_Passage given_
....

- Origin: St. Louis, Missouri, United States
- Genres: Jazz
- Years active: 1933–1940s
- Past members: James Jeter; Hayes Pillars;

= Jeter–Pillars Orchestra =

American jazz troupe (1933–1940s)

Jeter–Pillars Orchestra was an American jazz troupe, led by altoist James Jeter and tenor-saxophonist Hayes Pillars.

==Career==
Jeter and Pillars were previously members of Alphonso Trent's big band. After that outfit split in 1933 they formed the group, which subsequently became the house band at the Club Plantation in St. Louis, Missouri, their home base for the next decade.

Most of the Jeter–Pillars band served as musicians during World War II, several recruited into the United States Navy by Len Bowden, who also had a band in St. Louis prior to the war. Joining the Navy in September 1942 were James Cannady, guitarist and arranger for Jeter–Pilars; Roy Torian, a trombonist who had been treasurer of the Musicians Equity Association in St. Louis, the "race sub-local of the American Federation of Musicians"; Merrill Tarrant, trumpet; Sykes Smith, trumpet; and Charles Pillars, saxophone, who with his brother, Hayes Pillar, was co-leader of Jeter–Pilars. Elbert Claybrook, trumpet, had also been with Jeter–Pillars but had taken a job at Scullin Steel Mills prior to enlisting. All were sent to Camp Robert Smalls, Chicago, for basic training. Charles Pillars, Torian, Cannady, Smith, and Tarrant remained at Camp Smalls as players in the Ships Company A Band, which also included players from civilian bands led by Jimmie Lunceford, Charlie Spivak, George Hudson, the Carolina Cotton Pickers, Don Albert, and Fats Waller, among others.

....

_Available data_

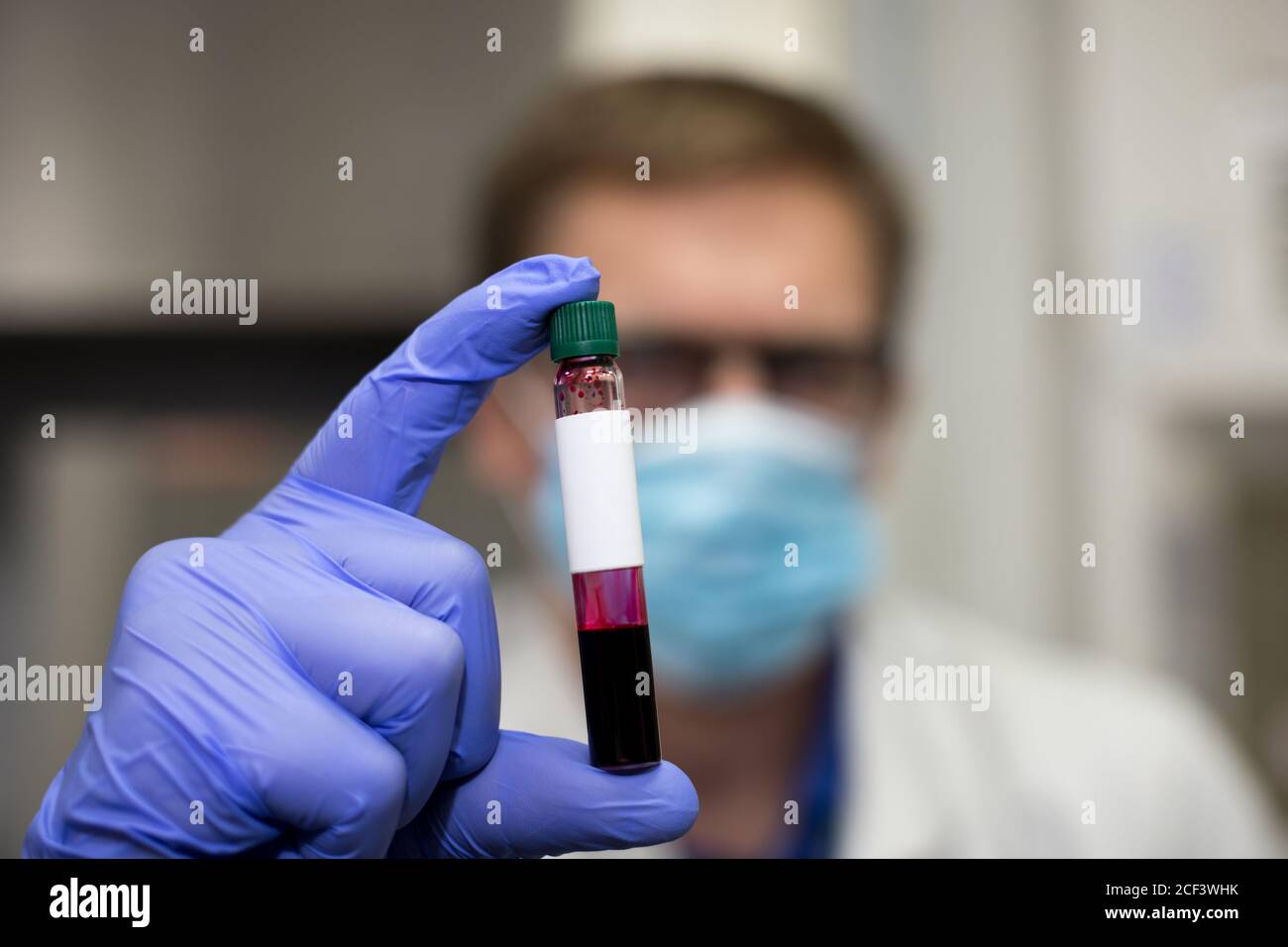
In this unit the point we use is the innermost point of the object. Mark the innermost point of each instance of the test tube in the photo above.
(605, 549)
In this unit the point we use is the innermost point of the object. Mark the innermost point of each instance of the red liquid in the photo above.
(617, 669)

....

_Requirements_
1. Rewrite the Jeter–Pillars Orchestra text, starting at "- Origin: St." and ending at "jazz troupe (1933–1940s)", and swap "troupe" for "ensemble".
2. Continue the Jeter–Pillars Orchestra text from its last sentence.

_Answers for the exercise_
1.
- Origin: St. Louis, Missouri, United States
- Genres: Jazz
- Years active: 1933–1940s
- Past members: James Jeter; Hayes Pillars;

= Jeter–Pillars Orchestra =

American jazz ensemble (1933–1940s)

2.
The Jeter–Pillars Orchestra served as a training ground for up-and-coming jazz players including trumpeters Harry "Sweets" Edison and Peanuts Holland, bassist Jimmy Blanton, drummers Jo Jones, Sid Catlett and Kenny Clarke, guitarist Floyd Smith, tenor-saxophonist Jimmy Forrest, and alto saxophonist Chris Woods.

In the late 1940s, the group toured the Far East for the USO, before breaking up. The Jeter-Pillars Orchestra recorded four sides for Vocalion Records in 1937. The recordings were:
- "Lazy Rhythm" (their theme song)
- "I Like Pie, I Like Cake"
- "Make Believe"
- "I'll Always Be In Love With You"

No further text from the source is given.